[Passage]
>>
Muhammad Ilyas Attar Qadri (Note: محمد الیاس عطار قادری) (born 1950) is a Pakistani Islamic scholar who is the leader of Dawat-e-Islami since its foundation. He belongs to the Qadri–Razavi order of Sufism.

A Kutchi Memon, Qadri was born in Karachi and studied under Ziauddin Madani and Muhammad Waqaruddin Qadri at Darul Uloom Amjadia.

== Early life and education ==
His Kutchi Memon ancestors originated from the village of Kutyanah in Junagarh, Gujarat, India. His father held various positions at the Hanafi Memon Mosque in Pakistan for an extended period. Following the establishment of Pakistan, his parents relocated to the country, initially settling in Hyderabad, Sindh before eventually moving to Karachi.

Ilyas Qadri was born on July 12, 1950, in Karachi. His father, Abdur Rahman Qadri, was commonly referred to with the title "Haji" due to his purported passing while undertaking the hajj pilgrimage.

Qadri pursued his studies for approximately 22 years under the tutelage of the esteemed scholar Muhammad Waqaruddin Qadri at Darul Uloom Amjadia in Karachi.

== Career ==

=== Dawat-e-Islami ===
Dawat-e-Islami has contributed towards the promotion of Islamic education. It has established madrasas where children and adults learn and memorize the Quran, and Jamia-tul-Madina where the Dars-e-Nizami curriculum is taught.

Dawat-e-Islami has departments including Islamic Jurisprudence, Madani Channel, Madrasa tul Madinah, Jamia-tul-Madina, Departments of Mosque Service, Madani Inamat and Madani Qafila.

His Dawat-e-Islami is a non-political global organization of Barelvi Sunnis spread over 195+ countries. He has around 30 million disciples all over the world.
<<
[What the task requires]
Continue the passage on Muhammad Ilyas Attar Qadri from its last sentence.

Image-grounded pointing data
>>
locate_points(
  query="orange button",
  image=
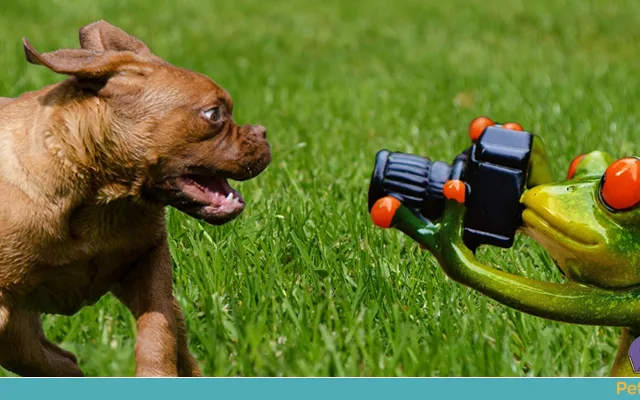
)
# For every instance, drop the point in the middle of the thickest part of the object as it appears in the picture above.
(383, 211)
(621, 186)
(454, 189)
(477, 127)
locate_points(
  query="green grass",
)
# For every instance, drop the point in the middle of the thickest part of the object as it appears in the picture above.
(303, 284)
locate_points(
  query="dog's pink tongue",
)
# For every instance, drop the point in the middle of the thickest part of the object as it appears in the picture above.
(220, 194)
(213, 184)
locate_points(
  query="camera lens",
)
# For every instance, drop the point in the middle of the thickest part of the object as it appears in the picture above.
(414, 180)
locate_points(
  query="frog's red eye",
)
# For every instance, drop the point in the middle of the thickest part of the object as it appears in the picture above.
(478, 125)
(620, 189)
(574, 166)
(514, 126)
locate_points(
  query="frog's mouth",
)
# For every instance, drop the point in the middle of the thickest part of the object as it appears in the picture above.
(543, 230)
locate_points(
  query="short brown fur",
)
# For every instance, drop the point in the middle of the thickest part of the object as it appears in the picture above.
(87, 167)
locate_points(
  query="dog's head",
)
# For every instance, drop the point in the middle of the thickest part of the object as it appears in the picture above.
(175, 127)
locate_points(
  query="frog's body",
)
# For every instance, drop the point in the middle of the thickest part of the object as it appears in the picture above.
(596, 247)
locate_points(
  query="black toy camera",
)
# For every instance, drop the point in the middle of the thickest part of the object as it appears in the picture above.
(494, 169)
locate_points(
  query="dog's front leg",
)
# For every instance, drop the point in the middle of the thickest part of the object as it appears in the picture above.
(147, 292)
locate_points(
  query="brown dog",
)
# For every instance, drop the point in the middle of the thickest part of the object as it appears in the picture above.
(87, 167)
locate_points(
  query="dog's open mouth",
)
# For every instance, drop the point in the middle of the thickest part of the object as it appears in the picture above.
<<
[Answer to this problem]
=== Sufism ===
Ilyas Qadri became a murid of Ziauddin Madani, himself a disciple of Ahmad Raza Khan. Fazlur Rahman Malik and Waqaruddin also authorized him in Sufism. Shariful Haq Amjadi authorized him in all the four major Sufi orders, Qadiriyyah, Chishtiyyah, Naqshbandiyyah, and Suhrawardiyya. Amjadi also gave him ijazah to transmit ahadith.

== Books ==
He is the author of some 30 books, including his major work Faizan-e-Sunnat in 2 volumes and more than 2000 pages. His other publications include:
- Laws of Ṣalāĥ
- Priceless Diamonds
- Cure for Anger
- I want to rectify myself
- Method of becoming Pious
- Cure for Sins
- Test of the Grave

== Criticism ==
Ilyas Qadri has faced allegations related to extremism and controversial statements. These include supporting extrajudicial killings of blasphemers. His affiliation with individuals involved in violent incidents has raised concerns. Mumtaz Qadri, associated with Dawat-e-Islami, murdered Pakistani governor Salman Taseer. Ilyas Qadri declared the murderer a ‘ghazi’. Ghouse Mohammad, connected to Dawat-e-Islami, was involved in a brutal murder in Udaipur, India. The investigation led to the detention of five individuals, including the two prime accused.